§ **Given data**:

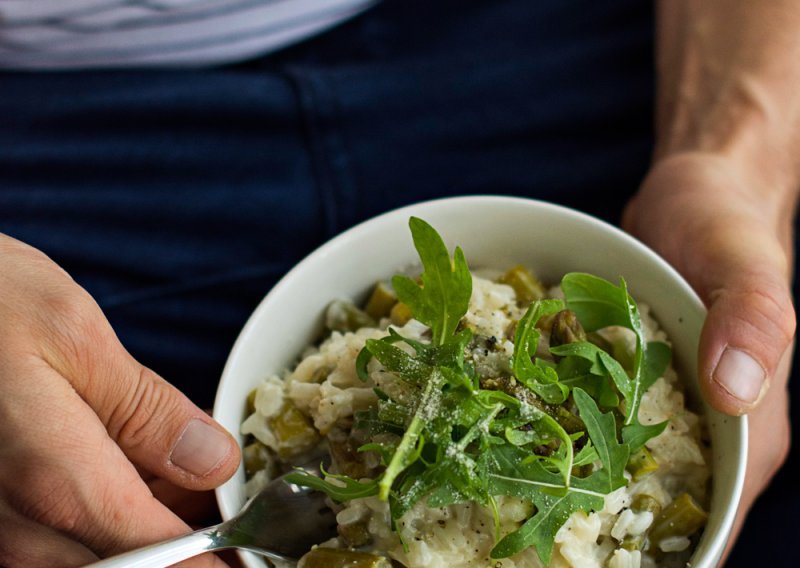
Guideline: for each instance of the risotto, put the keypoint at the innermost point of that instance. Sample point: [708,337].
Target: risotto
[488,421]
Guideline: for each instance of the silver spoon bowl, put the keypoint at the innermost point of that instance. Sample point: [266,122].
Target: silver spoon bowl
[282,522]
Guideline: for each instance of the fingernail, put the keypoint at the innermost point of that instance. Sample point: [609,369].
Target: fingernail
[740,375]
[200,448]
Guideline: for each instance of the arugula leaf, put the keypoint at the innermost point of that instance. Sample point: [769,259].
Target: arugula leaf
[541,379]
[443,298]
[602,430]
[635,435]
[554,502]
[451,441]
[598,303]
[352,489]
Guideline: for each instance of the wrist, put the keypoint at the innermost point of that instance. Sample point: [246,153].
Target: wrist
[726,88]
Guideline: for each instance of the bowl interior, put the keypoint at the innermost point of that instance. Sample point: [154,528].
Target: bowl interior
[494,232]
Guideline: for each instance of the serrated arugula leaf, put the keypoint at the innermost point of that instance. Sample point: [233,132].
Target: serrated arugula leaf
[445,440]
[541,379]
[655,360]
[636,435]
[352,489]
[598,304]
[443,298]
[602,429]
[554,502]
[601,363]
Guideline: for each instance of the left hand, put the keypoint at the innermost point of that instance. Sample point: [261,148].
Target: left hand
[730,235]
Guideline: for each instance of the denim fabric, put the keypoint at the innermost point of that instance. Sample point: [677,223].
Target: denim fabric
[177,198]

==

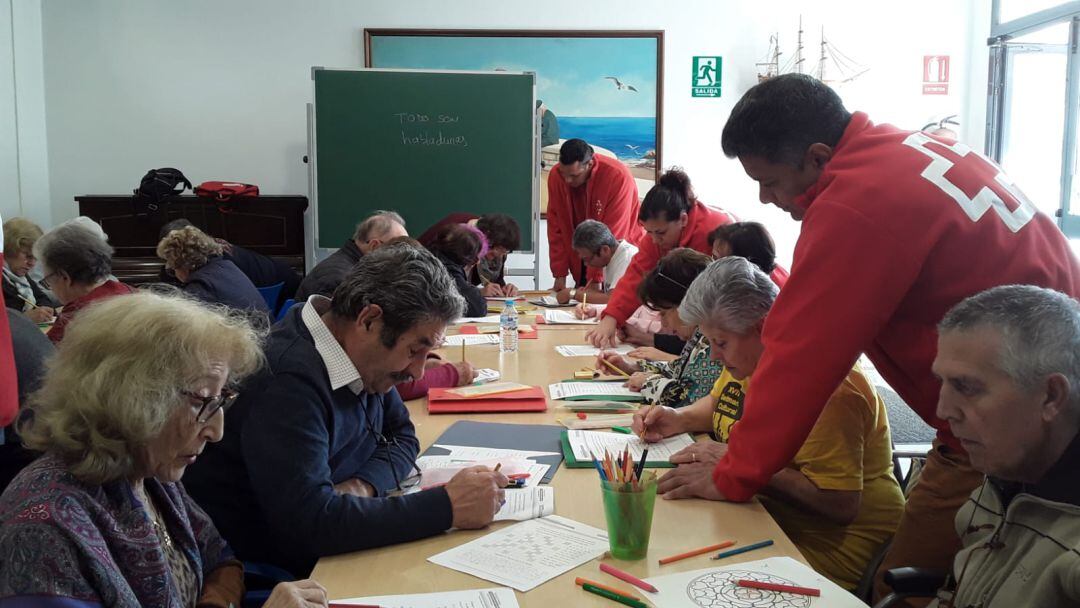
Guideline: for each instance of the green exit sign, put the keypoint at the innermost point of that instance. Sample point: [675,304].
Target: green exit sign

§ **Required work**: From the listing above, output exactly the run of lines that starts with the line containing "Guideline: for each instance of the silver" and ends with the line containing "Guideline: for each instance of the wrist, put".

§ **The answer**:
Guideline: for each instance of the silver spoon bowl, put the keypoint at the innermost point of that instance. Sample point: [266,122].
Target: silver spoon bowl
[282,522]
Guideline: for each instance of the fingernail, put the keypoint at the innermost point of that instance. Sample point: [609,369].
Target: fingernail
[740,375]
[200,448]
Guideline: for each instance of the arugula leaf, put the keypoint at the innermost point of that instance. Sample point: [769,259].
Target: arugula leaf
[541,379]
[443,298]
[602,430]
[635,435]
[554,502]
[451,441]
[598,303]
[352,489]
Guideline: for each instance of the wrist, put the keypoint at the innermost point of that instance. Sample point: [246,153].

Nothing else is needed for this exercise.